EXERCISE GOAL: Return the full set of entries precisely. Do not carry over any pictures.

SUPPLIED RECORDS:
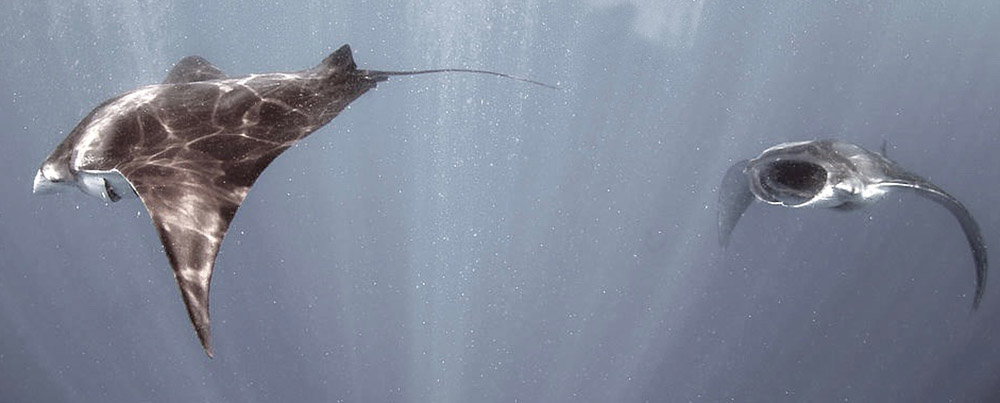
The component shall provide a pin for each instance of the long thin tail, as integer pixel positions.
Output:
(382, 75)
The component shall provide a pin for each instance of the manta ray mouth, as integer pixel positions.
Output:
(789, 183)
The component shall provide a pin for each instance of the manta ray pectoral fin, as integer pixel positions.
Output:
(191, 213)
(969, 226)
(734, 198)
(192, 69)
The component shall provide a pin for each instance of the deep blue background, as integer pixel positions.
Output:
(459, 238)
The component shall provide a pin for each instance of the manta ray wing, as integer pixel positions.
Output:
(200, 148)
(192, 200)
(969, 225)
(734, 199)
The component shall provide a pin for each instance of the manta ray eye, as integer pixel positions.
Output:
(793, 182)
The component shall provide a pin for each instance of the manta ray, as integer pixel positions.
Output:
(833, 174)
(192, 146)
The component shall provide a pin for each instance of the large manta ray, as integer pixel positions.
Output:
(191, 147)
(833, 174)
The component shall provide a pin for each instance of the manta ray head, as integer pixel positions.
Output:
(788, 183)
(55, 176)
(790, 175)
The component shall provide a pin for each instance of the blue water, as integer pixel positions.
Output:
(460, 238)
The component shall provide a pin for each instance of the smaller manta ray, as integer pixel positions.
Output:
(832, 174)
(191, 147)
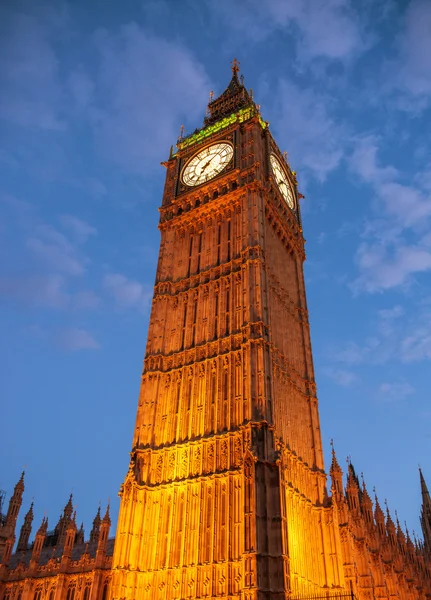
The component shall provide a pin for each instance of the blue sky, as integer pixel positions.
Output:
(93, 95)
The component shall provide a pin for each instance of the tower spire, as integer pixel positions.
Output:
(234, 98)
(425, 514)
(25, 532)
(235, 67)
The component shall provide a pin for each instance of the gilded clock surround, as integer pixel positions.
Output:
(226, 496)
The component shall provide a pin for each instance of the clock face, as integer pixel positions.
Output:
(207, 164)
(282, 181)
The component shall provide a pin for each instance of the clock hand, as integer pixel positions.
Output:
(205, 166)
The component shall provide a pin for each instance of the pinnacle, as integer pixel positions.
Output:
(20, 485)
(107, 517)
(424, 488)
(334, 464)
(29, 516)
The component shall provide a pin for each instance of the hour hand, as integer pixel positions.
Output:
(205, 166)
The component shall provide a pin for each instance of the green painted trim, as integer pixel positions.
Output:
(242, 115)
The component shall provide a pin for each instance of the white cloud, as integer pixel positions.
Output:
(46, 291)
(388, 257)
(78, 227)
(400, 336)
(331, 30)
(127, 293)
(341, 377)
(396, 390)
(411, 72)
(138, 114)
(55, 251)
(75, 339)
(29, 70)
(316, 141)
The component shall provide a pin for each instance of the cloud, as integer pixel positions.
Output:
(137, 114)
(75, 339)
(316, 141)
(417, 344)
(46, 291)
(331, 30)
(127, 293)
(29, 70)
(411, 71)
(404, 337)
(78, 227)
(55, 251)
(389, 256)
(341, 377)
(396, 391)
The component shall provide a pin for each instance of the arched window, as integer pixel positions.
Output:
(71, 593)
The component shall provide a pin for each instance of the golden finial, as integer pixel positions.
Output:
(235, 67)
(210, 99)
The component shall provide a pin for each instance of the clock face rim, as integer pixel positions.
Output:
(287, 194)
(211, 174)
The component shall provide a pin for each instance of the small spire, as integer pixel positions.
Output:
(43, 527)
(68, 509)
(334, 464)
(424, 488)
(19, 487)
(107, 517)
(235, 67)
(29, 516)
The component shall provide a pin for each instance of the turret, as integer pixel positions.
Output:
(336, 477)
(80, 535)
(39, 540)
(379, 518)
(7, 537)
(69, 542)
(366, 506)
(353, 492)
(63, 522)
(25, 532)
(426, 516)
(95, 531)
(103, 537)
(15, 504)
(390, 528)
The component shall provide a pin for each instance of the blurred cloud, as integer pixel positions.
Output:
(127, 293)
(75, 339)
(331, 30)
(395, 391)
(78, 227)
(302, 116)
(389, 256)
(411, 70)
(341, 377)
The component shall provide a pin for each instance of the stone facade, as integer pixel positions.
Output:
(226, 494)
(58, 565)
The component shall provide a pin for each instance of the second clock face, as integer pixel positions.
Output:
(207, 164)
(282, 181)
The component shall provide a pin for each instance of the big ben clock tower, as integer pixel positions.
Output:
(225, 494)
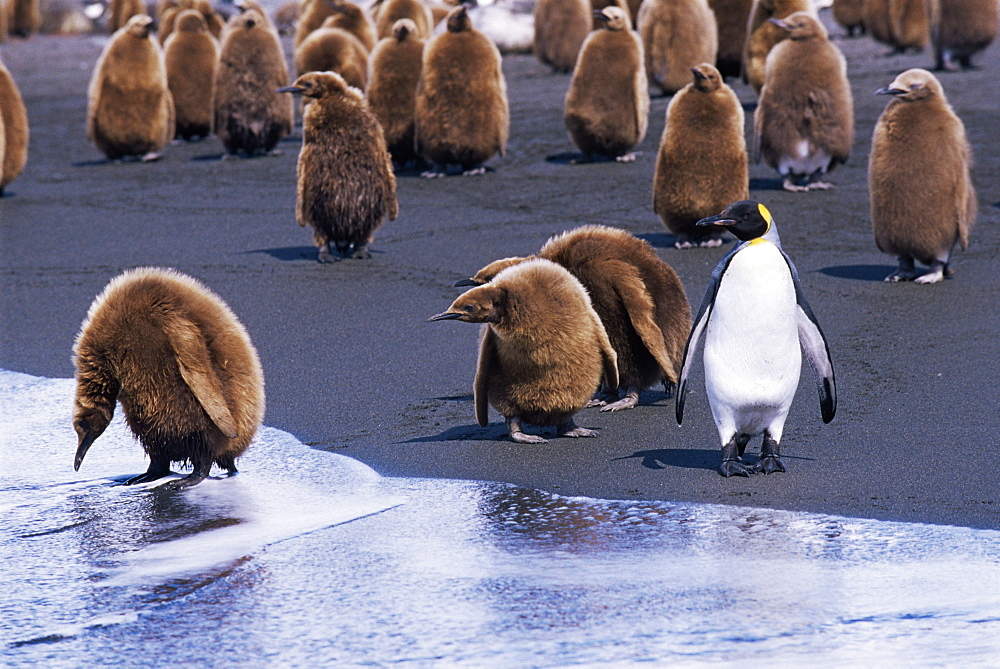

EXERCISE RESPONSE:
The component shall provide a pin for each instance of the long thin tail, as integer pixel positions.
Output:
(382, 75)
The component shall provide a pin for each instance of the manta ray mouth, as integer pixel positions.
Output:
(789, 183)
The component shall provide a pin for each instance of the manta ray pectoral fin, as integer pixel positions.
Output:
(191, 213)
(969, 226)
(734, 198)
(192, 69)
The component shall provide a pin for each instance of the deep blue background, as integer pixel positions.
Output:
(459, 238)
The component shall provide a pin for each instance of the manta ray wing, as integer pixel positions.
Output:
(200, 148)
(192, 200)
(969, 225)
(734, 199)
The component shall provide a pin for each instance of the manta ray eye, as integer pixel positions.
Output:
(793, 182)
The component shall provide a pin for each instance of the manta ray, as integer pixel positions.
Output:
(833, 174)
(192, 146)
The component shall provide a pin for each instance of the large manta ray, as integer pixel positions.
Output:
(191, 147)
(833, 174)
The component shall provide a pin for each instance of the manta ray head, as integer pixel positions.
Output:
(788, 183)
(55, 176)
(790, 175)
The component shall provide a pin for each instance of the blue water, as integer pixel positions.
Output:
(460, 238)
The component shall provide a pin for each instance of the smaller manta ray, as integer pixel positions.
Output:
(832, 174)
(191, 147)
The component shall provide a pin for each instance of the blue sky, as integer pixel positions.
Output:
(93, 95)
The component shall provide a pin for each instance of the tower spire, as integer pixel positions.
Output:
(234, 98)
(425, 514)
(25, 532)
(235, 67)
The component shall provide a pin for each instance of the gilded clock surround, as integer pixel positions.
Output:
(226, 496)
The component shall provide a pin for each instance of the clock face, as integer pixel positions.
Output:
(207, 164)
(282, 181)
The component shall provide a pin for each instance of the clock hand, as integer pixel positions.
Output:
(205, 166)
The component shall provide a pin for each instance of the pinnacle, as integer pixel positions.
Output:
(20, 485)
(107, 517)
(424, 488)
(334, 464)
(29, 516)
The component shall provide a pin for each instance of the hour hand, as integer pixel positions.
Output:
(205, 166)
The component shall provide a pin for each instance of the green painted trim, as integer pixel positions.
Output:
(242, 115)
The component shall provide a pin for each instance of the white cloud, as integer pixel positions.
Output:
(46, 291)
(388, 257)
(78, 227)
(400, 336)
(331, 30)
(127, 293)
(341, 377)
(396, 390)
(411, 72)
(138, 114)
(55, 251)
(75, 339)
(29, 70)
(316, 141)
The component shall provide a pin for each instance of the cloud, as integer pixel positions.
Output:
(137, 114)
(75, 339)
(316, 141)
(417, 344)
(46, 291)
(331, 30)
(127, 293)
(29, 70)
(411, 71)
(404, 337)
(78, 227)
(55, 251)
(389, 256)
(341, 377)
(396, 391)
The component shall provide a pin for each instance of the arched window, as integer pixel positions.
Output:
(71, 593)
The component shall provide a pin for each instance of the golden finial, as integer pixel positions.
Output:
(235, 67)
(210, 99)
The component shall provide a pin for each instance of the clock face rim, as integer pixel positions.
Output:
(287, 194)
(211, 174)
The component shall provide a pin for each instance of the small spire, as integer pixel positions.
Output:
(43, 527)
(68, 509)
(334, 464)
(424, 488)
(19, 487)
(107, 517)
(235, 67)
(29, 516)
The component shall provide a pin for each instance of the turret, as integer pixel positions.
Output:
(336, 477)
(80, 535)
(39, 540)
(379, 518)
(7, 537)
(69, 542)
(366, 506)
(353, 492)
(63, 522)
(25, 532)
(426, 516)
(95, 531)
(103, 537)
(15, 504)
(390, 528)
The component shall provide a pin for each instance of the blurred cloud, as integer pixel positions.
Output:
(127, 293)
(75, 339)
(331, 30)
(395, 391)
(78, 227)
(302, 116)
(389, 256)
(411, 70)
(341, 377)
The component shall provide a pin for each instance of the stone facade, as integer pixel positions.
Output:
(226, 494)
(58, 565)
The component shall provide a pin for each instance of the second clock face, as integer pixel positions.
Output:
(207, 164)
(282, 181)
The component shall provide a pin for each instance of the big ben clock tower, as integer pixel positions.
Output:
(225, 494)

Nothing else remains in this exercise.